Work to complete
Tally the lines below that contain the word "daffodil". Only the total should be given.

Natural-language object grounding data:
+ + +

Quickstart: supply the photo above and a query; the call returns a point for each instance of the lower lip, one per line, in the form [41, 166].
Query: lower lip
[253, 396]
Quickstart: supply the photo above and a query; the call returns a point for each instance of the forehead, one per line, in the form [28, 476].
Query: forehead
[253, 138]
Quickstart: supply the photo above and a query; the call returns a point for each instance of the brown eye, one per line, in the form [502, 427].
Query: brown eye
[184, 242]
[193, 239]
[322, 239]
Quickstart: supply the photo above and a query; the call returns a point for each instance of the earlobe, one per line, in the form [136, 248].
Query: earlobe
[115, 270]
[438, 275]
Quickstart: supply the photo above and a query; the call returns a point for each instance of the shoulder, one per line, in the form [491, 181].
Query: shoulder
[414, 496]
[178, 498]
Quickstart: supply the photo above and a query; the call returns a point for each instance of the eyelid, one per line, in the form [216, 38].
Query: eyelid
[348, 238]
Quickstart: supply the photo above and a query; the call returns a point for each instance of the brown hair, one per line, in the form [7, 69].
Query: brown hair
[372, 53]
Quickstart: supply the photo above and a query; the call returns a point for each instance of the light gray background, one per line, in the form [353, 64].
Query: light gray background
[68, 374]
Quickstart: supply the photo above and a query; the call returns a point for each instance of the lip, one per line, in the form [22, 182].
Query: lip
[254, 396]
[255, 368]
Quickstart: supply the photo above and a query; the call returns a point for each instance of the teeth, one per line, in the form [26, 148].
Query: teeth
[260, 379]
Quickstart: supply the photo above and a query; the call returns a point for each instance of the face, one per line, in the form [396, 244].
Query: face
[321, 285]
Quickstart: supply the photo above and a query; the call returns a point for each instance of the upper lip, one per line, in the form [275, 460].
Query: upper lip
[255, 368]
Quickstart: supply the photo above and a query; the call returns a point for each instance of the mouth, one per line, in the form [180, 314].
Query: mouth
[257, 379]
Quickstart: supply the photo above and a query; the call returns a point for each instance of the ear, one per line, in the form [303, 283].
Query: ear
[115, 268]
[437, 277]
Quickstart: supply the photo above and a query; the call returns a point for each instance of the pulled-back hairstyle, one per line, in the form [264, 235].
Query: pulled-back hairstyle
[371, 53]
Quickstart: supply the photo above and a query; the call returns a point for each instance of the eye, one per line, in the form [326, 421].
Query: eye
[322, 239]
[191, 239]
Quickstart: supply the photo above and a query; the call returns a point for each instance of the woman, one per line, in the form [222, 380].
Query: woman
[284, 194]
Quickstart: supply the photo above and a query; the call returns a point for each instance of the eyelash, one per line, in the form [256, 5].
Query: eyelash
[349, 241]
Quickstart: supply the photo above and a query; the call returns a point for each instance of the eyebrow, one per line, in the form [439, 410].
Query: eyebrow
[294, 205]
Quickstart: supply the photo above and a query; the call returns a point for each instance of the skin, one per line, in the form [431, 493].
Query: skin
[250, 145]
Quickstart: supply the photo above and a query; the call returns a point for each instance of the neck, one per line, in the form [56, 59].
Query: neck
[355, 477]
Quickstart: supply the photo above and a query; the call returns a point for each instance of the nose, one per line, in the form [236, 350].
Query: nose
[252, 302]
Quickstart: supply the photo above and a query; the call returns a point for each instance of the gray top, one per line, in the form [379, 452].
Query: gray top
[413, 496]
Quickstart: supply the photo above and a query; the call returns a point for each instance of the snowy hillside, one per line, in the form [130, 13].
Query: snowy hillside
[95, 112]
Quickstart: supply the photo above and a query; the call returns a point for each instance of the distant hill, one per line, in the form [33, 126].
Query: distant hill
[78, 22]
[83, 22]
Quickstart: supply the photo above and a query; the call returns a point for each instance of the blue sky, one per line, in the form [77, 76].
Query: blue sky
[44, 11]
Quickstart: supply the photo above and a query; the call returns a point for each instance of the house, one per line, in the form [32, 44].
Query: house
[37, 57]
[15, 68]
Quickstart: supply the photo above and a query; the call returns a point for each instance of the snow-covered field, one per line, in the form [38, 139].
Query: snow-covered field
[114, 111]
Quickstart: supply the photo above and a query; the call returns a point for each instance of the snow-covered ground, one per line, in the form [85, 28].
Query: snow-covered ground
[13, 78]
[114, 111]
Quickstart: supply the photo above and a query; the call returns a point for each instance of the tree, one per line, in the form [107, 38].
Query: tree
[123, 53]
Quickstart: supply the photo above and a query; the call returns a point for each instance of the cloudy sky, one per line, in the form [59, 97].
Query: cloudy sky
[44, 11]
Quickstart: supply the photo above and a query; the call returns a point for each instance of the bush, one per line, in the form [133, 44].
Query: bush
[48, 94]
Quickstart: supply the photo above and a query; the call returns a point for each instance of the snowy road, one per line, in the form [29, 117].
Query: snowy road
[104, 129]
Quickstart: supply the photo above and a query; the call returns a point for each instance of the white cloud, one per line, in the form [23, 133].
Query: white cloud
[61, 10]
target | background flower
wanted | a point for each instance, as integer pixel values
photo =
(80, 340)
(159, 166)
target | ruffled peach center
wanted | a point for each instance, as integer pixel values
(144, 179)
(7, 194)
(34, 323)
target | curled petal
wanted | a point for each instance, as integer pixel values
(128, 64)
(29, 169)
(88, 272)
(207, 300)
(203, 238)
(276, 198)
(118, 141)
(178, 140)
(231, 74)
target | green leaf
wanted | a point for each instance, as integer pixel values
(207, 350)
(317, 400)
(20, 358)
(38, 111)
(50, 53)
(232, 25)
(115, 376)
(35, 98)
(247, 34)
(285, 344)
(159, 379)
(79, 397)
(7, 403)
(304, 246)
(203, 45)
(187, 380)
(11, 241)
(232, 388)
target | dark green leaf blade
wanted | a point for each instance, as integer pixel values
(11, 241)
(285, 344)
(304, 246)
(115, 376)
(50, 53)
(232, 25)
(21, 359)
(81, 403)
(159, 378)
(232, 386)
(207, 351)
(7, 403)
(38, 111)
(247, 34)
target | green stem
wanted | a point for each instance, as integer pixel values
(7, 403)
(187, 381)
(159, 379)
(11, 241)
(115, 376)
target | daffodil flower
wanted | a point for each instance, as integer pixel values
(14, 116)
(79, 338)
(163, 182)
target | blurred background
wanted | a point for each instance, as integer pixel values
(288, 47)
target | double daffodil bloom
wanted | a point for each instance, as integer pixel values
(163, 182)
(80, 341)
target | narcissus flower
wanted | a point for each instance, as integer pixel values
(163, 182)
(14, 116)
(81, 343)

+ + +

Your response
2